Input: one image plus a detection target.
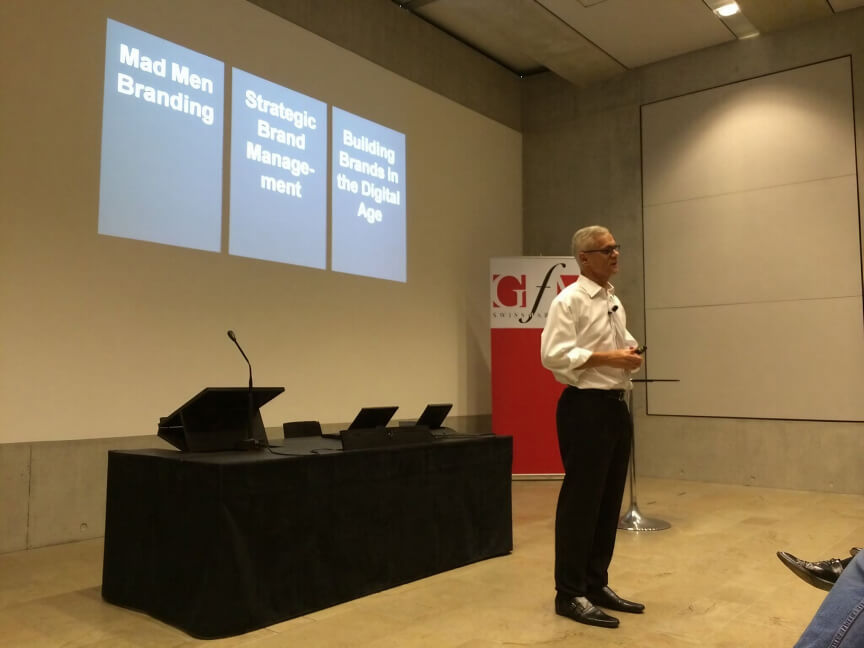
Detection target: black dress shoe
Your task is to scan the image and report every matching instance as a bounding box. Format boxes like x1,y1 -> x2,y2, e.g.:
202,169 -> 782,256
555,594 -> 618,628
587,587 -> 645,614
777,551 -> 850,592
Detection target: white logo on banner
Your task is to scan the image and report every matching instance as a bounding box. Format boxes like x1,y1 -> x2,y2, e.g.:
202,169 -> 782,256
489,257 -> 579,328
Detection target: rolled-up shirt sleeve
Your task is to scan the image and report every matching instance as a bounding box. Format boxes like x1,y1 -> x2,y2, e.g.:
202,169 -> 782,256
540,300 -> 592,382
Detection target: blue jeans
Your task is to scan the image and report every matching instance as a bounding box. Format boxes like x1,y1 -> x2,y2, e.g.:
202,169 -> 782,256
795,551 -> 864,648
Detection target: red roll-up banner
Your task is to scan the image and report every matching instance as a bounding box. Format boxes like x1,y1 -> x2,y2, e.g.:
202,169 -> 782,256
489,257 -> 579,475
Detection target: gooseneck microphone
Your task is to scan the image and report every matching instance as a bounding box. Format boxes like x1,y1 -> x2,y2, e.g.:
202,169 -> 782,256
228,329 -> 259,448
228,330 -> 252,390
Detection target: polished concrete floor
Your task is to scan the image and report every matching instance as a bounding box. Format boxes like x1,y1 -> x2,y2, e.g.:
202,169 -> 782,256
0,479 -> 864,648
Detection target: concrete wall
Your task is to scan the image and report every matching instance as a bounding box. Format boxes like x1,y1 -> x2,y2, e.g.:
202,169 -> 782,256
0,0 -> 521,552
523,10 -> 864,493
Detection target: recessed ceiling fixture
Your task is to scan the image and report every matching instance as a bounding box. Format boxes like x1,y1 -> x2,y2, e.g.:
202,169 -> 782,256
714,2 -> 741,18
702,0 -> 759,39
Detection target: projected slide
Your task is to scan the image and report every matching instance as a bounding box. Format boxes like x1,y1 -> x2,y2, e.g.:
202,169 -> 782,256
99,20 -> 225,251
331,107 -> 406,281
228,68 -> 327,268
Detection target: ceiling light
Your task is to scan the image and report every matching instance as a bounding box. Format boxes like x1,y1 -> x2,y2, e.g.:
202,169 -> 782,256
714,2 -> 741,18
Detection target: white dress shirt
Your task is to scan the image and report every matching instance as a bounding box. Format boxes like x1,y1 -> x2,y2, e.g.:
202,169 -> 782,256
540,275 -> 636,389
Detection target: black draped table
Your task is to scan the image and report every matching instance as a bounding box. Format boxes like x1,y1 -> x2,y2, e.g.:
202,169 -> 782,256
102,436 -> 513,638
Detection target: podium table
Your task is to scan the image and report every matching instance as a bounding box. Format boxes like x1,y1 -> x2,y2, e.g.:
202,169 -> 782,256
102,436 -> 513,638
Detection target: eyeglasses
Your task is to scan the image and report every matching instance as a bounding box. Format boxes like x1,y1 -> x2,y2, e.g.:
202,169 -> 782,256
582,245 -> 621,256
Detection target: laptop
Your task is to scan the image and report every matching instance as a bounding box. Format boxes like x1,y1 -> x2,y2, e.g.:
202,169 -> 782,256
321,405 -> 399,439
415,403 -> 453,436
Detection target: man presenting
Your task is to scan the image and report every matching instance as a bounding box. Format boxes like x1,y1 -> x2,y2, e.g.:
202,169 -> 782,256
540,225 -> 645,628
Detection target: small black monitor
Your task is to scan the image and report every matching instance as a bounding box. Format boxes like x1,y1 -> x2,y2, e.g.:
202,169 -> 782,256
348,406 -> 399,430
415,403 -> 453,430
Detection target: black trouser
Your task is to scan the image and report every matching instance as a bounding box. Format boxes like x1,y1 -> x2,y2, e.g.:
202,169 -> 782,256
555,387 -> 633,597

» **Exercise description**:
Present the lines above as a Markdown table with a Row column holding each line's number and a Line text column holding the line itself, skipping any blank lines. Leave the pictures out of the table.

» **Result of the exercise**:
| Row | Line text |
|---|---|
| 1 | Input: one image plus a detection target. |
| 2 | Detection target: black dress shoe |
| 3 | Your task is to scan the image and report every matching instance as a bounding box. Format boxes like x1,y1 -> x2,y2, e.g.: |
| 4 | 202,169 -> 782,256 |
| 5 | 555,594 -> 618,628 |
| 6 | 587,587 -> 645,614 |
| 7 | 777,551 -> 850,592 |
| 8 | Detection target: white logo on banner |
| 9 | Your task is to scan the image and report every matching instance as a bounding box. Format boxes like x1,y1 -> x2,y2, e.g.: |
| 10 | 202,169 -> 782,256 |
| 11 | 489,257 -> 579,328 |
| 12 | Detection target: rolled-up shirt sleeve |
| 13 | Your task is to scan the image and report every matching instance as a bounding box. Format boxes like x1,y1 -> x2,y2, e.g.: |
| 14 | 202,169 -> 782,256 |
| 15 | 540,300 -> 592,382 |
| 16 | Detection target: blue jeans |
| 17 | Your task is to scan the image and report every matching instance as a bounding box. Format boxes like x1,y1 -> x2,y2, e.g.: |
| 18 | 202,169 -> 782,256 |
| 19 | 795,551 -> 864,648 |
| 20 | Detection target: red roll-up banner |
| 21 | Your task is to scan the image and report every matching instance as a bounding box. Format boxes like x1,y1 -> x2,y2, e.g.: |
| 22 | 202,169 -> 782,256 |
| 23 | 489,257 -> 579,475 |
| 24 | Detection target: gooseneck microphone |
| 25 | Your task is to scan the image and report every matching instance as a bounding box. Format boxes like x1,y1 -> x2,y2, e.g.: |
| 26 | 202,169 -> 782,256 |
| 27 | 228,329 -> 259,448 |
| 28 | 228,330 -> 252,390 |
| 29 | Detection target: polished concrete floor |
| 30 | Your task is to scan the image and report every matching instance as a bounding box. Format boxes like x1,y1 -> x2,y2, e.g.: |
| 31 | 202,169 -> 782,256 |
| 32 | 0,479 -> 864,648 |
| 33 | Detection target: concrete wall |
| 34 | Your task is to scan the image and report every matching instance as a bounding box. Format boxes like x1,y1 -> x2,y2, e.g.: |
| 35 | 202,169 -> 782,256 |
| 36 | 0,0 -> 521,552 |
| 37 | 523,10 -> 864,493 |
| 38 | Detection target: recessed ceiling fixture |
| 39 | Your task is to scan the image and report every matching instance as a bounding box. Format boxes like x1,y1 -> x2,y2, e.g.: |
| 40 | 202,169 -> 782,256 |
| 41 | 714,2 -> 741,18 |
| 42 | 702,0 -> 759,39 |
| 43 | Detection target: projected slide |
| 44 | Your task is to scan the image and report every matching instance as a bounding box. Format boxes like x1,y1 -> x2,y2, e.g.: |
| 45 | 202,169 -> 782,256 |
| 46 | 99,20 -> 225,251 |
| 47 | 331,107 -> 406,281 |
| 48 | 228,68 -> 327,268 |
| 49 | Detection target: ceiling light |
| 50 | Your task is to scan the image and report every matching instance as a bounding box. Format boxes like x1,y1 -> x2,y2, e.g.: |
| 51 | 202,169 -> 782,256 |
| 52 | 714,2 -> 741,18 |
| 53 | Detection target: white dress shirt |
| 54 | Your task is to scan the image and report every matching instance as a bounding box. Format boxes like x1,y1 -> x2,y2, e.g.: |
| 55 | 202,169 -> 782,256 |
| 56 | 540,275 -> 636,389 |
| 57 | Detection target: black draped table |
| 58 | Your task is to scan the image and report every matching instance as a bounding box. Format boxes like x1,y1 -> x2,y2, e.g.: |
| 59 | 202,169 -> 782,256 |
| 60 | 102,436 -> 513,638 |
| 61 | Detection target: podium table |
| 62 | Your task is to scan the image and report every matching instance as a bounding box. Format boxes like x1,y1 -> x2,y2, e.g.: |
| 63 | 202,169 -> 782,256 |
| 64 | 102,436 -> 513,638 |
| 65 | Detection target: eyeglasses |
| 66 | Your task is to scan the image and report every matching instance as a bounding box. Format boxes like x1,y1 -> x2,y2, e.g.: |
| 67 | 202,169 -> 782,256 |
| 68 | 582,245 -> 621,256 |
| 69 | Detection target: laptop |
| 70 | Your task is to scan the image and report every matching instance as a bounding box. Format boxes like x1,y1 -> x2,y2, e.g.: |
| 71 | 202,169 -> 782,256 |
| 72 | 321,405 -> 399,439 |
| 73 | 415,403 -> 453,436 |
| 74 | Detection target: man presenting |
| 75 | Your task is to scan the image and report every matching instance as a bounding box. Format boxes like x1,y1 -> x2,y2, e.g.: |
| 76 | 202,169 -> 782,256 |
| 77 | 540,225 -> 645,628 |
| 78 | Detection target: small black monitor |
| 79 | Your task is to scan the image and report every matching instance as a bounding box. Format boxes like x1,y1 -> x2,y2, e.g.: |
| 80 | 202,169 -> 782,256 |
| 81 | 348,406 -> 399,430 |
| 82 | 415,403 -> 453,430 |
| 83 | Detection target: black trouser |
| 84 | Your task is to scan the image and report every matching instance as a bounding box. Format boxes like x1,y1 -> x2,y2, e.g.: |
| 85 | 202,169 -> 782,256 |
| 86 | 555,387 -> 633,597 |